Tele.Síntese: Você está mais animado com a economia do país e situação da empresa para este ano?

José Félix: Houve um momento no ano passado em  que disse que via mais animação do que dados concretos. Mas agora que avisam que a arrecadação do governo cresceu, já é um excelente dado concreto. Se isso for verdadeiro e começar a acontecer, me entusiasma. De fato nós vamos crescer esse ano. Espera-se o crescimento de zero vírgula alguma coisa, e crescimento de três no ano que vem.

Tele.Síntese: Essa expectativa é para a economia e para a empresa também?

Félix: A empresa,  acho que cresce um pouco mais.

Tele.Síntese: Em todos os segmentos?

Félix: Em todos os segmentos. Sendo que Pay-TV  é o grande desafio. Banda larga vai crescer como sempre cresce, pelo espaço que tem ainda. E telefonia celular é a grande oportunidade. Telefonia celular é de onde mais vamos tirar crescimento nos próximos anos.

Tele.Síntese: Você acha possível a Claro voltar ao segundo lugar?

Félix: A Claro não saiu do segundo lugar.

Tele.Síntese: A TIM ocupou.

Félix: Nãooo. Nada a ver! A Claro, em Pré-pago, é segundo lugar, após a TIM. E em Pós-pago ela é segundo lugar após a Vivo. E quando você junta as duas coisas, a Claro sempre foi terceiro lugar. É engraçado isso. É uma coisa etérea, juntar coisas tão díspares (Pré e Pós). Porque,  do ponto de vista de negócio,  é a mesma coisa que você vender  em uma mesma revenda iates e carros e somar as duas coisas para ver que bicho dá no fim do mês.

◆ EXERCÍCIO PROPOSTO 1:
Reúna todas as linhas das entradas que contêm a palavra "white". Diferencie maiúsculas de minúsculas.

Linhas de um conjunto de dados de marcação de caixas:
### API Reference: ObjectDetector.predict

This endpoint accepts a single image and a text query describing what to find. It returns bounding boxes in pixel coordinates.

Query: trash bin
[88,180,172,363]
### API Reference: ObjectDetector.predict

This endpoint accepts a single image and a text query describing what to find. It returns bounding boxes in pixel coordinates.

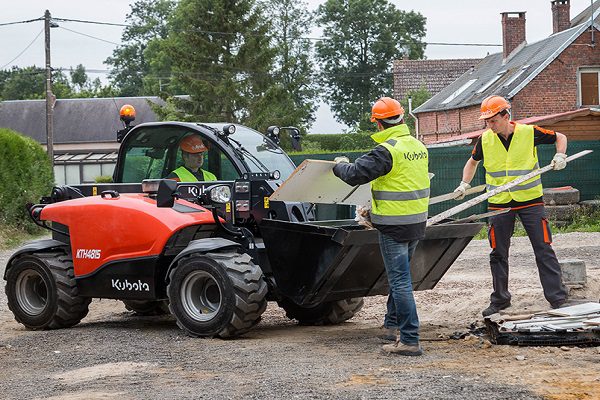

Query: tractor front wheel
[278,297,365,325]
[6,252,91,329]
[167,252,267,338]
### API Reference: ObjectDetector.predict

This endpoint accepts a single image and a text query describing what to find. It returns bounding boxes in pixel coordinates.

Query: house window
[579,68,600,106]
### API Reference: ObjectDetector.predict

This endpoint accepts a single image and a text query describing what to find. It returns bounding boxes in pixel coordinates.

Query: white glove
[454,181,471,200]
[354,205,373,229]
[550,153,567,171]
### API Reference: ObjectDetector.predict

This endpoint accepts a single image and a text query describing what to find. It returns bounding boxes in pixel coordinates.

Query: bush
[0,129,54,233]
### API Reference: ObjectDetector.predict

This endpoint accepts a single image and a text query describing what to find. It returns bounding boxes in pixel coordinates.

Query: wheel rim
[181,271,222,321]
[15,269,48,315]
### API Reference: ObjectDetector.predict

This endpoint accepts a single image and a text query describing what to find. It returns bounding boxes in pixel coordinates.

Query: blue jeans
[379,232,419,345]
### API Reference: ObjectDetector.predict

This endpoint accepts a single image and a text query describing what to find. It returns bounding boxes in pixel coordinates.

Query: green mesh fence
[291,141,600,219]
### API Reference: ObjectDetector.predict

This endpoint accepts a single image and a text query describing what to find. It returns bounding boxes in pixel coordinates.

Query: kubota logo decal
[75,249,100,260]
[112,279,150,292]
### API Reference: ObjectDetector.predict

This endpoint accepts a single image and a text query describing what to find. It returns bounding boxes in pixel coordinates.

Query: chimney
[500,11,525,60]
[550,0,571,33]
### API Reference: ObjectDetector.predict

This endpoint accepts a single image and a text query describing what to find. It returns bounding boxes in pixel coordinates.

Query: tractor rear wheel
[278,297,365,325]
[167,252,267,338]
[6,252,91,329]
[123,300,169,316]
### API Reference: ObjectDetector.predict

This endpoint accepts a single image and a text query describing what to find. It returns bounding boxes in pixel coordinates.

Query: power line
[0,17,44,26]
[52,17,131,27]
[0,28,44,70]
[52,18,502,47]
[59,26,121,46]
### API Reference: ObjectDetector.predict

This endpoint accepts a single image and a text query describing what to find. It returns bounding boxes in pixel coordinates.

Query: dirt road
[0,233,600,400]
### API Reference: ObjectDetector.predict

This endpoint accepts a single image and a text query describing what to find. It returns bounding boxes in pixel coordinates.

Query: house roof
[413,10,600,114]
[571,1,600,27]
[394,58,482,99]
[435,108,600,144]
[0,97,164,144]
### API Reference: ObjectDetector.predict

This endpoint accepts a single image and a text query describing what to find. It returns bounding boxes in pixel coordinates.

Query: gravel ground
[0,233,600,400]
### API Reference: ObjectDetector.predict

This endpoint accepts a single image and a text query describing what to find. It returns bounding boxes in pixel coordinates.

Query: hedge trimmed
[0,129,54,233]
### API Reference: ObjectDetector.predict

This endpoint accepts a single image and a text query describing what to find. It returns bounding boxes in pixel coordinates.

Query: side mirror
[156,179,179,208]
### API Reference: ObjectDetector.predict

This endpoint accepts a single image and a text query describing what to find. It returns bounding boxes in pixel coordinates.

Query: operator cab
[113,122,295,184]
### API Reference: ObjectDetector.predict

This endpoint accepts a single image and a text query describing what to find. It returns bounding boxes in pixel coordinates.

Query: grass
[0,225,47,250]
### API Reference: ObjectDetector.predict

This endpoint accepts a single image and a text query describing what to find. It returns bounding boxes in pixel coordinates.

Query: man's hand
[550,153,567,171]
[454,181,471,200]
[333,156,350,164]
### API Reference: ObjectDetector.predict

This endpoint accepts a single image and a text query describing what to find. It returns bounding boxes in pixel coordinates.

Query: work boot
[481,301,510,317]
[377,326,398,342]
[381,340,423,357]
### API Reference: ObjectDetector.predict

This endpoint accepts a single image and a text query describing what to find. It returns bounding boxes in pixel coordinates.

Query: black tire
[122,300,169,316]
[279,297,365,325]
[6,252,91,330]
[167,252,267,338]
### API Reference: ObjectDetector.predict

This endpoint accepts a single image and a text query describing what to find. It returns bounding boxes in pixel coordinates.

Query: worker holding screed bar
[333,97,429,356]
[455,96,567,317]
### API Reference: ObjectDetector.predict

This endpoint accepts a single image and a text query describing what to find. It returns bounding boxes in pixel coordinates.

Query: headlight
[210,185,231,204]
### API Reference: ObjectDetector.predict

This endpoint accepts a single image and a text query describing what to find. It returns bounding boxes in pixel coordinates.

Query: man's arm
[333,146,393,186]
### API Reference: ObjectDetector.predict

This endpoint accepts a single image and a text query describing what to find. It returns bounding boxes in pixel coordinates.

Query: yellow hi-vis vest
[173,166,217,182]
[371,124,429,225]
[481,124,543,204]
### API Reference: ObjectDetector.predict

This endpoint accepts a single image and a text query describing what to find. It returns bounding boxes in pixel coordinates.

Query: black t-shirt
[471,125,556,208]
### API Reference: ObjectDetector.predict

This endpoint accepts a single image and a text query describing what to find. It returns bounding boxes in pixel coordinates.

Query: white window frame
[577,66,600,107]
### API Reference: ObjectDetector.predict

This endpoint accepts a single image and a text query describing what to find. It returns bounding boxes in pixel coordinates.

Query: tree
[155,0,275,128]
[104,0,176,96]
[254,0,318,131]
[316,0,426,130]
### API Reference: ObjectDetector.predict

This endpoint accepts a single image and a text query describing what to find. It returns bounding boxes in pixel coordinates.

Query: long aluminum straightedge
[427,150,593,226]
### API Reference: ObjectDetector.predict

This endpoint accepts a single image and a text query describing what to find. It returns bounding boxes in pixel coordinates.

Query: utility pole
[44,10,54,166]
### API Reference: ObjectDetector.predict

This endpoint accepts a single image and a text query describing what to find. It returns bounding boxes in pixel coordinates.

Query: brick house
[394,58,482,99]
[413,0,600,143]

◆ EXERCÍCIO PROPOSTO 2:
Traduza para o inglês esta frase da entrevista: "Telefonia celular é de onde mais vamos tirar crescimento nos próximos anos."

◆ RESPOSTA COMPLETA 1:
Query: white glove
Query: white window frame

◆ RESPOSTA COMPLETA 2:
Mobile telephony is where we will get the most growth in the coming years.